━━━ TEXT SHOWN

In Invaders... Agostinelli describes among others the life of contactee Eustaquio Zagorski, translator to an alien language in the mid-sixties; and reveals the biography of brothers Jorge and Napy Duclout, Argentine spiritualists who contacted a "talented engineer" who informed them about life on Ganymede, the largest moon of Jupiter, and who created the first 3D film in Argentina. The book also relates the adventures of contactee Francisco García, who in 1973 announced the landing in Argentina of fifty ships from Mars; presents a profile of the Argentine flying-saucer guru Pedro Romaniuk; and reviews the rumor disguised as news spread in 1968, according to which a "Vidal" couple had been teleported from Chascomús, in Argentina, to Mexico.

Invasores... reconstructs as well the "Peccinetti-Villegas case" the alleged meeting of two casino employees from Mendoza with five humanoid beings who came out of a ship with a screen, in which they showed the men apocalyptic scenes, before leaving an "interplanetary inscription" on the door and stirrups of their car. Agostinelli gets to interview both witnesses, who had not spoken of this experience since 1968.

In another chapter, it tells the story of the guy who gained superpowers after eating from a barbecue made with meat from mutilated cattle, and Agostinelli proposes his own theory, based on the psychology and sociology of rumor, to explain the alleged wave of mutilation of animals registered in Argentina in 2002.

This work also contains the testimony of Mr. Raúl Dorado, a farmer in Jacinto Aráuz, La Pampa Province, whose cellphone was abducted by a UFO, and other persons related to the experience. Invaders... also addresses the secret life of Commander Clomro, a man who claimed to have been assimilated by an extraterrestrial energy. The first part is the story of a poor misunderstood alien being, the second part is that of a repentant man who tells the truth about his identity and the motives that led him to create the character.

The last chapter describes the incredible story of Martha Green, the widow of a soldier enlisted in the Peronist resistance, who had since the mid-fifties a secret romance with a visitor from outer space.

━━━━━━
━━━ INFORMATION

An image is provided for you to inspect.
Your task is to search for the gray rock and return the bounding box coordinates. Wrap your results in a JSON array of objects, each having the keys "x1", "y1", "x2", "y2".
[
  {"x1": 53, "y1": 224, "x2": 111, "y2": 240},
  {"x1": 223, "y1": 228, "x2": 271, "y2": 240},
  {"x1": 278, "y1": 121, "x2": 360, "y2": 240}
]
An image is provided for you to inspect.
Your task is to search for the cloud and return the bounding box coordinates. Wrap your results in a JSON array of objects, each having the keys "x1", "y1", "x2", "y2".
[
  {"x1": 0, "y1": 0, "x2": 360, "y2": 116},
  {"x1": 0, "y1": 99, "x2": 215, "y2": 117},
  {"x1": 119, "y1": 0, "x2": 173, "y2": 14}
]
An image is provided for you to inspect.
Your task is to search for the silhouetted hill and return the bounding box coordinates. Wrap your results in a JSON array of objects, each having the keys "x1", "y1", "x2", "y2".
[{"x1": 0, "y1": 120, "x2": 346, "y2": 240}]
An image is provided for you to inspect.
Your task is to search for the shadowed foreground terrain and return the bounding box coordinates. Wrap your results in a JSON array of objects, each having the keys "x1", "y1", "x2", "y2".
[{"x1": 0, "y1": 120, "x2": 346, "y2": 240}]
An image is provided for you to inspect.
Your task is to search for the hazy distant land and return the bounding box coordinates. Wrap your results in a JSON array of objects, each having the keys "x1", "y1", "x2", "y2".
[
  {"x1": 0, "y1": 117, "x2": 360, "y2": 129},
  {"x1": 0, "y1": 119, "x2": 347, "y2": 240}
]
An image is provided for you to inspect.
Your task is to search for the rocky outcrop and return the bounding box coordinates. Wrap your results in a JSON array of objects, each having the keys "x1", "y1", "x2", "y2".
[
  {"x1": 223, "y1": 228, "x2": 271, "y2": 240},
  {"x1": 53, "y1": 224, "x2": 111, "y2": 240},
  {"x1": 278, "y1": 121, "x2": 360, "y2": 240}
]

━━━━━━

• _ASSIGNED TASK 1_
Answer these questions using the book summary.
(a) In what year did Francisco García announce that fifty ships from Mars had landed in Argentina?
(b) In which town and province was Raúl Dorado a farmer?
(c) In what was Martha Green's husband enlisted?
• _ASSIGNED TASK 2_
Copy the book summary from "In Invaders... Agostinelli" to "Argentina, to Mexico.", renaming "contactee" as "witness" at each occurrence.

• _RESULT 1_
(a) 1973
(b) Jacinto Aráuz, La Pampa Province
(c) The Peronist resistance

• _RESULT 2_
In Invaders... Agostinelli describes among others the life of witness Eustaquio Zagorski, translator to an alien language in the mid-sixties; and reveals the biography of brothers Jorge and Napy Duclout, Argentine spiritualists who contacted a "talented engineer" who informed them about life on Ganymede, the largest moon of Jupiter, and who created the first 3D film in Argentina. The book also relates the adventures of witness Francisco García, who in 1973 announced the landing in Argentina of fifty ships from Mars; presents a profile of the Argentine flying-saucer guru Pedro Romaniuk; and reviews the rumor disguised as news spread in 1968, according to which a "Vidal" couple had been teleported from Chascomús, in Argentina, to Mexico.